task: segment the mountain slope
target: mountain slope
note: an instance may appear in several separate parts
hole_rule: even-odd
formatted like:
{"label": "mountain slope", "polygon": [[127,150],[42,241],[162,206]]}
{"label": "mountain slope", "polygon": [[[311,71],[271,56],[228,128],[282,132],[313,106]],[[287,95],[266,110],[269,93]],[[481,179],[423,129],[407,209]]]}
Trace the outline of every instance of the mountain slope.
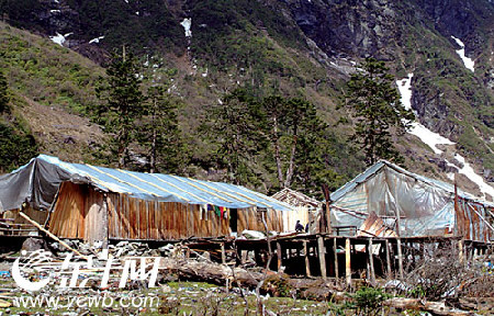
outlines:
{"label": "mountain slope", "polygon": [[[258,95],[279,91],[307,98],[333,126],[339,139],[335,148],[343,146],[348,153],[350,129],[334,126],[345,115],[336,104],[356,63],[373,56],[386,60],[397,79],[413,74],[411,106],[419,122],[457,143],[454,150],[485,180],[494,180],[494,7],[487,0],[0,3],[9,23],[45,36],[71,33],[64,45],[97,63],[104,64],[110,52],[127,44],[149,71],[173,70],[173,93],[184,102],[182,129],[190,135],[191,161],[199,168],[194,170],[211,168],[209,157],[214,153],[194,136],[198,126],[225,92],[240,86],[251,87]],[[191,36],[180,24],[186,18]],[[461,46],[451,36],[464,43],[474,72],[464,66],[457,53]],[[398,139],[397,146],[413,171],[444,180],[453,168],[447,161],[462,163],[454,162],[453,149],[437,154],[412,135]],[[363,167],[358,156],[350,155],[351,161],[341,156],[332,163],[344,179]],[[258,171],[269,173],[263,167]],[[272,182],[270,177],[262,179]],[[475,188],[468,179],[460,182]]]}

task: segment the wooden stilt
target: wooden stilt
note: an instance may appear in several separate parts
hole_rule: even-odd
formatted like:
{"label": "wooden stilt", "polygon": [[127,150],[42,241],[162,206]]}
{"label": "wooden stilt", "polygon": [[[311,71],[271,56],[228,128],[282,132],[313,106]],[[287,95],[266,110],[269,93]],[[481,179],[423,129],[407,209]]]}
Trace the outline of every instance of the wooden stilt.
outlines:
{"label": "wooden stilt", "polygon": [[249,250],[242,250],[242,259],[240,259],[242,264],[247,263],[248,255],[249,255]]}
{"label": "wooden stilt", "polygon": [[53,235],[49,230],[46,230],[45,228],[43,228],[40,224],[37,224],[36,222],[34,222],[33,219],[31,219],[30,216],[25,215],[23,212],[19,212],[19,215],[21,215],[22,217],[24,217],[24,219],[26,219],[29,223],[31,223],[32,225],[34,225],[37,229],[42,230],[43,233],[45,233],[46,235],[48,235],[49,237],[52,237],[53,239],[55,239],[56,241],[60,242],[61,246],[64,246],[65,248],[69,249],[70,251],[72,251],[74,253],[76,253],[79,257],[82,257],[85,259],[88,259],[87,256],[80,253],[79,251],[77,251],[76,249],[71,248],[70,246],[67,245],[67,242],[65,242],[64,240],[60,240],[57,236]]}
{"label": "wooden stilt", "polygon": [[398,255],[398,273],[400,279],[403,280],[403,255],[402,255],[402,239],[400,237],[396,238],[396,248]]}
{"label": "wooden stilt", "polygon": [[225,242],[222,242],[222,263],[226,264]]}
{"label": "wooden stilt", "polygon": [[461,264],[464,264],[464,239],[458,241],[458,259]]}
{"label": "wooden stilt", "polygon": [[308,261],[307,241],[304,240],[304,257],[305,257],[305,275],[311,276],[311,262]]}
{"label": "wooden stilt", "polygon": [[390,253],[391,249],[390,249],[390,240],[388,240],[388,239],[385,241],[385,248],[386,248],[386,274],[388,274],[388,278],[391,279],[392,278],[392,275],[391,275],[391,253]]}
{"label": "wooden stilt", "polygon": [[324,237],[317,237],[317,248],[319,251],[321,276],[326,280],[326,247],[324,247]]}
{"label": "wooden stilt", "polygon": [[277,257],[278,257],[278,271],[280,271],[281,264],[282,264],[282,261],[281,261],[281,245],[278,241],[277,241]]}
{"label": "wooden stilt", "polygon": [[350,262],[350,239],[345,240],[345,276],[347,280],[347,286],[351,287],[351,262]]}
{"label": "wooden stilt", "polygon": [[370,272],[370,282],[371,285],[375,285],[375,272],[374,272],[374,257],[372,256],[373,251],[372,238],[369,238],[369,246],[367,248],[369,252],[369,272]]}
{"label": "wooden stilt", "polygon": [[338,245],[336,244],[336,237],[333,237],[333,253],[335,253],[335,278],[338,279]]}

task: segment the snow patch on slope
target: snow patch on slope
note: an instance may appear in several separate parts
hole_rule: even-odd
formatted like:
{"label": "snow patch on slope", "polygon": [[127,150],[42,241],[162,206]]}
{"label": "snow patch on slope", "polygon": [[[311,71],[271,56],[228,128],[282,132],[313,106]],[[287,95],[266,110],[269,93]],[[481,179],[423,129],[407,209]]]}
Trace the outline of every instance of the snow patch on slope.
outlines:
{"label": "snow patch on slope", "polygon": [[454,40],[454,42],[457,42],[457,44],[461,47],[460,49],[457,50],[458,56],[460,56],[461,60],[464,64],[464,67],[467,67],[467,69],[470,69],[473,71],[475,71],[475,61],[472,60],[472,58],[469,58],[464,55],[464,44],[463,42],[461,42],[460,38],[457,38],[454,36],[451,36],[451,38]]}
{"label": "snow patch on slope", "polygon": [[186,37],[192,37],[192,31],[190,31],[190,26],[192,26],[192,18],[183,19],[183,21],[180,22],[180,25],[182,25],[183,30],[186,30]]}
{"label": "snow patch on slope", "polygon": [[[412,110],[412,78],[414,74],[408,74],[408,77],[396,80],[396,86],[402,95],[401,101],[406,110]],[[416,114],[416,113],[415,113]],[[430,147],[434,153],[440,155],[442,150],[437,145],[454,145],[453,142],[446,137],[442,137],[438,133],[430,131],[418,122],[412,122],[412,126],[408,131],[409,134],[417,136],[424,144]]]}
{"label": "snow patch on slope", "polygon": [[100,36],[100,37],[92,38],[91,41],[89,41],[89,44],[92,44],[92,43],[98,44],[98,43],[100,43],[100,41],[103,40],[103,38],[104,38],[104,35],[103,35],[103,36]]}
{"label": "snow patch on slope", "polygon": [[470,180],[472,180],[472,182],[479,185],[482,193],[484,194],[487,193],[489,195],[494,196],[494,188],[485,183],[484,179],[475,173],[472,166],[470,166],[470,163],[467,162],[463,156],[457,153],[454,154],[454,159],[457,159],[463,165],[463,168],[458,170],[459,173],[467,176]]}
{"label": "snow patch on slope", "polygon": [[[396,86],[398,88],[401,97],[401,101],[405,109],[411,110],[412,109],[412,78],[413,74],[408,74],[407,78],[404,78],[402,80],[396,80]],[[450,139],[442,137],[438,133],[435,133],[430,131],[429,128],[425,127],[418,122],[412,122],[412,127],[408,131],[409,134],[417,136],[424,144],[429,146],[434,153],[440,155],[442,154],[442,150],[437,147],[437,145],[454,145],[456,143],[451,142]],[[473,170],[472,166],[470,166],[469,162],[467,162],[465,158],[461,156],[460,154],[454,154],[454,159],[457,159],[460,163],[463,165],[462,168],[458,168],[450,161],[446,159],[446,162],[450,167],[454,167],[459,173],[462,173],[467,176],[472,182],[474,182],[476,185],[479,185],[479,189],[484,194],[489,194],[494,198],[494,188],[487,184],[484,179],[476,174]],[[448,173],[447,174],[449,179],[453,180],[454,174]]]}

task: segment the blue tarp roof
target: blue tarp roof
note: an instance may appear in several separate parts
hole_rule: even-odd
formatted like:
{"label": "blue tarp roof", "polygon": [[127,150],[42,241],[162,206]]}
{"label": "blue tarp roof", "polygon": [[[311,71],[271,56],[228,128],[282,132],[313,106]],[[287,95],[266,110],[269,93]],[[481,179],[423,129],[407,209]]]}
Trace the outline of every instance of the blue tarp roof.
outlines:
{"label": "blue tarp roof", "polygon": [[[96,167],[86,163],[70,163],[46,155],[40,155],[38,157],[33,158],[27,165],[10,174],[32,174],[34,172],[26,172],[27,170],[24,169],[33,168],[32,166],[36,162],[38,162],[38,166],[43,166],[43,168],[37,167],[36,172],[49,172],[50,179],[54,179],[54,173],[63,174],[63,177],[58,177],[61,179],[59,182],[72,181],[77,183],[90,183],[102,191],[125,193],[142,200],[181,202],[189,204],[213,204],[229,208],[257,206],[280,211],[292,210],[290,205],[283,202],[240,185],[201,181],[170,174],[142,173],[122,169]],[[36,188],[32,190],[36,190]]]}

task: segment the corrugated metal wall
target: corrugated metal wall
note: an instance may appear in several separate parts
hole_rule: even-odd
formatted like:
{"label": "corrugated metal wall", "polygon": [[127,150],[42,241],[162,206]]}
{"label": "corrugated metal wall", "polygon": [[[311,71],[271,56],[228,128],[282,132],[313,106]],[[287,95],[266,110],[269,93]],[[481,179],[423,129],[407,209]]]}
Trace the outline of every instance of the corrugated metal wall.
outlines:
{"label": "corrugated metal wall", "polygon": [[[494,210],[480,203],[459,199],[457,205],[456,233],[469,240],[489,241],[494,239],[493,224],[489,212]],[[491,221],[490,221],[491,219]],[[491,225],[491,227],[489,227]]]}

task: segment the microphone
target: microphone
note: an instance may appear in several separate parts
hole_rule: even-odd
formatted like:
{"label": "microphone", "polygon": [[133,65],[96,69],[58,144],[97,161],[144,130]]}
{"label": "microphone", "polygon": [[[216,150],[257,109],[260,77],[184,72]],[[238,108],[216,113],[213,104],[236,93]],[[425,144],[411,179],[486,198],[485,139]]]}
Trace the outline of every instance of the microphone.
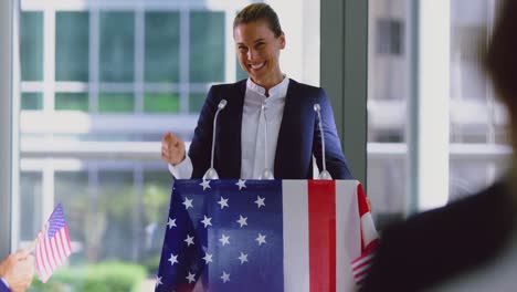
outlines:
{"label": "microphone", "polygon": [[267,168],[267,119],[266,119],[266,115],[265,115],[265,104],[263,103],[262,104],[262,108],[261,108],[261,112],[262,114],[264,115],[264,124],[265,124],[265,127],[264,127],[264,170],[262,171],[261,176],[258,177],[258,179],[275,179],[273,177],[273,171],[271,171],[270,168]]}
{"label": "microphone", "polygon": [[228,102],[226,100],[221,100],[218,105],[218,111],[215,112],[215,116],[213,117],[213,133],[212,133],[212,157],[210,159],[210,168],[204,173],[203,179],[219,179],[218,171],[213,168],[213,153],[215,147],[215,127],[218,124],[218,115],[225,106]]}
{"label": "microphone", "polygon": [[323,157],[323,170],[319,173],[318,179],[333,179],[330,174],[327,171],[327,165],[325,163],[325,136],[323,134],[323,125],[321,125],[321,107],[319,104],[314,104],[314,111],[318,114],[318,126],[319,126],[319,135],[321,135],[321,157]]}

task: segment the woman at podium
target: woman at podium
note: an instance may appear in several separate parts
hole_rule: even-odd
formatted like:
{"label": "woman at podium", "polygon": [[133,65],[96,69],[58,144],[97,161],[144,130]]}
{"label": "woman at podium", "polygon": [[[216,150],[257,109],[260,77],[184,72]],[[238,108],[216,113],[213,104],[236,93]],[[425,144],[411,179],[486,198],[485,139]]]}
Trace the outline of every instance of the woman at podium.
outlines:
{"label": "woman at podium", "polygon": [[188,154],[177,135],[163,135],[161,159],[171,174],[310,179],[314,155],[331,178],[351,178],[325,91],[288,79],[279,67],[286,35],[276,12],[265,3],[245,7],[234,19],[233,39],[249,77],[210,88]]}

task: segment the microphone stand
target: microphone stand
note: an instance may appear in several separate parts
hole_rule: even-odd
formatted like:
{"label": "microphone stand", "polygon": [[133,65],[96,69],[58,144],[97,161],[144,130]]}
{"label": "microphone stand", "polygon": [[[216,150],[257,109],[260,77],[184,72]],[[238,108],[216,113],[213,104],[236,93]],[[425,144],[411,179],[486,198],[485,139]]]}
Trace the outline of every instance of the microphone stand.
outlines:
{"label": "microphone stand", "polygon": [[318,179],[326,179],[330,180],[333,177],[327,171],[327,164],[325,160],[325,136],[323,133],[323,125],[321,125],[321,107],[319,104],[314,105],[314,111],[318,114],[318,126],[319,126],[319,135],[321,136],[321,158],[323,158],[323,170],[319,173]]}
{"label": "microphone stand", "polygon": [[270,168],[267,168],[267,118],[266,118],[266,115],[265,115],[265,104],[263,103],[262,104],[262,108],[261,108],[261,112],[262,114],[264,115],[264,124],[265,124],[265,127],[264,127],[264,170],[262,171],[261,176],[258,177],[258,179],[275,179],[274,176],[273,176],[273,171],[271,171]]}
{"label": "microphone stand", "polygon": [[212,157],[210,159],[210,168],[204,173],[203,179],[219,179],[218,171],[213,168],[213,153],[215,152],[215,128],[218,124],[218,115],[226,106],[226,100],[221,100],[218,105],[218,111],[215,112],[215,117],[213,118],[213,133],[212,133]]}

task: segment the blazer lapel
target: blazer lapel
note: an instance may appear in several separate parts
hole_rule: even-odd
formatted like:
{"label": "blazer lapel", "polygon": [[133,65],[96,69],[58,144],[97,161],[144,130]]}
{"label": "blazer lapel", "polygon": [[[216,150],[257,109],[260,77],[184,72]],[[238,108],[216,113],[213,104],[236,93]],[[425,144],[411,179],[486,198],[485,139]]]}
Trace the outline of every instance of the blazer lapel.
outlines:
{"label": "blazer lapel", "polygon": [[289,85],[287,87],[287,94],[285,95],[285,105],[284,105],[284,114],[282,115],[282,123],[278,131],[278,140],[276,143],[276,152],[275,152],[275,161],[274,161],[274,170],[273,175],[275,177],[286,177],[282,174],[284,169],[282,166],[285,165],[285,158],[288,157],[288,153],[293,149],[289,149],[287,145],[289,138],[289,124],[292,123],[293,114],[296,113],[296,107],[298,106],[295,101],[295,96],[297,96],[296,91],[296,82],[294,80],[289,80]]}
{"label": "blazer lapel", "polygon": [[[221,139],[221,153],[223,153],[222,165],[226,169],[222,174],[222,178],[241,177],[241,128],[242,128],[242,112],[244,106],[244,95],[246,93],[246,81],[241,81],[234,84],[228,100],[228,112],[224,115],[224,132],[225,138]],[[224,111],[226,111],[224,109]],[[223,115],[221,112],[220,116]],[[221,121],[222,122],[222,121]]]}

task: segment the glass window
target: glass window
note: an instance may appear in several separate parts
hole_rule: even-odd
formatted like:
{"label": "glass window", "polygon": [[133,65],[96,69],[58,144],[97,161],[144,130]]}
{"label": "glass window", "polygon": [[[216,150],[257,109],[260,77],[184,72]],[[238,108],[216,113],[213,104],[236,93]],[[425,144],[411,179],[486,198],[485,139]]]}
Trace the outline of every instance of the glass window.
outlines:
{"label": "glass window", "polygon": [[145,34],[145,80],[179,82],[179,13],[147,12]]}
{"label": "glass window", "polygon": [[98,173],[96,211],[103,225],[98,227],[104,240],[101,253],[127,261],[136,260],[141,242],[138,208],[141,194],[135,189],[131,171],[103,170]]}
{"label": "glass window", "polygon": [[189,102],[189,113],[199,113],[203,107],[204,100],[207,98],[207,94],[204,93],[191,93],[190,94],[190,102]]}
{"label": "glass window", "polygon": [[135,111],[135,96],[128,93],[103,93],[98,96],[102,113],[130,113]]}
{"label": "glass window", "polygon": [[56,81],[88,81],[88,25],[87,12],[56,13]]}
{"label": "glass window", "polygon": [[224,13],[190,13],[190,82],[224,81]]}
{"label": "glass window", "polygon": [[38,171],[20,174],[20,206],[23,206],[20,216],[21,240],[32,241],[42,227],[42,174]]}
{"label": "glass window", "polygon": [[377,52],[379,54],[402,54],[404,27],[402,21],[379,19],[377,21]]}
{"label": "glass window", "polygon": [[56,93],[55,109],[57,111],[88,111],[87,93]]}
{"label": "glass window", "polygon": [[101,12],[101,82],[135,80],[135,13]]}
{"label": "glass window", "polygon": [[144,97],[144,112],[179,113],[179,96],[173,93],[147,93]]}
{"label": "glass window", "polygon": [[21,94],[21,109],[43,109],[43,93],[24,92]]}
{"label": "glass window", "polygon": [[22,12],[20,59],[23,81],[43,80],[43,13]]}

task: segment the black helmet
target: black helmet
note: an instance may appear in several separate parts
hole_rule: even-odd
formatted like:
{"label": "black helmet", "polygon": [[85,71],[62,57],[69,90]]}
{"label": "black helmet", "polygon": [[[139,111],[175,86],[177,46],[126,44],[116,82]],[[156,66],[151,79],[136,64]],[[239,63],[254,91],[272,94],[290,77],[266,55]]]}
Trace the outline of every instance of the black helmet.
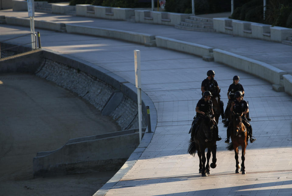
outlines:
{"label": "black helmet", "polygon": [[210,76],[211,75],[215,75],[215,72],[213,70],[209,70],[207,72],[207,75]]}
{"label": "black helmet", "polygon": [[238,75],[235,75],[234,77],[233,77],[233,81],[235,80],[239,80],[239,77]]}
{"label": "black helmet", "polygon": [[204,93],[203,93],[203,97],[204,97],[204,98],[205,98],[205,96],[206,96],[206,98],[207,98],[208,95],[210,95],[210,96],[212,96],[212,94],[211,94],[211,92],[210,91],[207,91],[204,92]]}
{"label": "black helmet", "polygon": [[238,91],[235,92],[235,93],[234,93],[234,97],[235,98],[237,98],[238,97],[239,97],[242,96],[242,93],[241,92],[241,91]]}

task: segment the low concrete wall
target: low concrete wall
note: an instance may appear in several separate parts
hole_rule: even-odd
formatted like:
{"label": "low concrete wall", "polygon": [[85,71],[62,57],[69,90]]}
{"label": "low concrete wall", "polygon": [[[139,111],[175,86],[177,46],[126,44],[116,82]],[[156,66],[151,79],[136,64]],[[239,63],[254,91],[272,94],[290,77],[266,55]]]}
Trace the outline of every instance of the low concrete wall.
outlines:
{"label": "low concrete wall", "polygon": [[46,154],[38,153],[33,160],[34,175],[118,169],[139,144],[139,133],[69,142]]}
{"label": "low concrete wall", "polygon": [[160,36],[155,37],[158,47],[171,49],[197,56],[211,56],[213,48]]}
{"label": "low concrete wall", "polygon": [[281,84],[283,75],[287,72],[258,61],[220,50],[213,50],[214,60],[257,75],[272,84]]}
{"label": "low concrete wall", "polygon": [[[5,16],[5,20],[8,25],[30,27],[30,19],[18,17]],[[39,28],[57,31],[64,31],[65,24],[42,20],[34,20],[35,28]]]}
{"label": "low concrete wall", "polygon": [[144,44],[148,46],[155,46],[155,44],[154,36],[144,33],[76,25],[67,24],[66,30],[67,32],[70,33],[78,33],[113,38]]}
{"label": "low concrete wall", "polygon": [[184,21],[191,14],[148,10],[135,10],[135,21],[143,22],[174,26]]}
{"label": "low concrete wall", "polygon": [[281,42],[292,34],[292,29],[227,18],[214,18],[216,32],[236,36]]}

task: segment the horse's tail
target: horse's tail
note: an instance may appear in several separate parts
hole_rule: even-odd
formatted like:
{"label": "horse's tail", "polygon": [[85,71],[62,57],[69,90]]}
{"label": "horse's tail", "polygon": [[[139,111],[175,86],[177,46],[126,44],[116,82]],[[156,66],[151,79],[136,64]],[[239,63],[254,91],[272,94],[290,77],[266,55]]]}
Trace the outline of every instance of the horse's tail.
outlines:
{"label": "horse's tail", "polygon": [[188,149],[188,152],[191,155],[195,156],[197,149],[196,148],[196,142],[194,141],[190,141],[189,145],[189,148]]}
{"label": "horse's tail", "polygon": [[228,126],[229,125],[229,123],[230,122],[230,121],[229,120],[228,120],[226,121],[226,122],[225,122],[223,123],[224,124],[224,127],[228,127]]}
{"label": "horse's tail", "polygon": [[234,150],[234,148],[233,148],[233,144],[232,143],[232,141],[227,145],[227,146],[226,147],[226,149],[230,151]]}

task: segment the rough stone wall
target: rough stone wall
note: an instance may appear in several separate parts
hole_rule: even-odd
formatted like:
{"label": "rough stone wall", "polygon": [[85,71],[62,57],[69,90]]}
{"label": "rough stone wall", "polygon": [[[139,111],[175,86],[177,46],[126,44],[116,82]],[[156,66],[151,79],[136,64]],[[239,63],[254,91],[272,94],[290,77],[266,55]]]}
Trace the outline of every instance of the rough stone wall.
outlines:
{"label": "rough stone wall", "polygon": [[[80,70],[44,59],[36,75],[77,93],[102,111],[113,93],[118,91],[104,82]],[[139,128],[137,103],[124,94],[122,101],[109,116],[122,130]],[[143,119],[146,117],[143,116]],[[142,127],[146,127],[142,121]]]}

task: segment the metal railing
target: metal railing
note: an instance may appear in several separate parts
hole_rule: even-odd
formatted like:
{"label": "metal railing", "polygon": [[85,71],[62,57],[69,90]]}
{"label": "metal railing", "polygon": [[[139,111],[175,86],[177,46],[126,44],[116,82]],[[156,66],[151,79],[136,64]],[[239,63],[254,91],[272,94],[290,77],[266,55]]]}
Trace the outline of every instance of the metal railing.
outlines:
{"label": "metal railing", "polygon": [[[9,41],[9,40],[12,40],[12,39],[16,39],[16,38],[19,38],[21,37],[24,37],[24,36],[26,36],[26,35],[30,35],[31,36],[32,35],[32,36],[33,36],[34,37],[34,41],[33,42],[28,42],[28,43],[24,43],[24,44],[22,44],[21,45],[17,45],[17,46],[13,46],[13,47],[11,47],[10,48],[5,48],[5,49],[2,49],[2,50],[1,50],[1,48],[0,48],[0,58],[1,58],[1,52],[2,51],[5,51],[5,50],[9,50],[9,49],[11,49],[12,48],[16,48],[16,47],[20,47],[20,46],[24,46],[24,45],[27,45],[27,44],[32,44],[32,48],[33,47],[33,46],[32,45],[32,44],[33,44],[34,45],[34,49],[33,49],[33,48],[32,48],[32,50],[34,50],[34,50],[36,50],[36,49],[37,49],[37,48],[36,48],[36,35],[35,33],[28,33],[27,34],[25,34],[25,35],[20,35],[20,36],[18,36],[17,37],[14,37],[14,38],[10,38],[10,39],[5,39],[5,40],[2,40],[2,41],[0,41],[0,43],[1,43],[1,42],[5,42],[5,41]],[[37,35],[38,35],[38,42],[39,42],[39,48],[41,48],[41,45],[40,45],[40,32],[37,32]]]}

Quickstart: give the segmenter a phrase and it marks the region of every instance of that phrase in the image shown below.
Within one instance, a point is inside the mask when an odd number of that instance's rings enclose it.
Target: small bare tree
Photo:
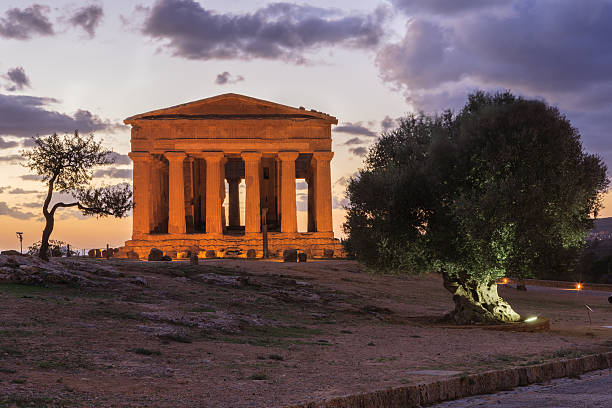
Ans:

▸ PROBLEM DESCRIPTION
Rewrite everything above from the line containing "Quickstart: give the" down to the end of the listing, switching "segmenter" to "masking tool" and keeping every other word the same. Leave the pictures out.

▸ EXERCISE SOLUTION
Quickstart: give the masking tool a phrase and it marks the region of every instance of that phrase in the image shown below.
Within one instance, a point is inside the mask when an odd number of that instance's rings enclose it.
Target: small bare tree
Photo:
Ans:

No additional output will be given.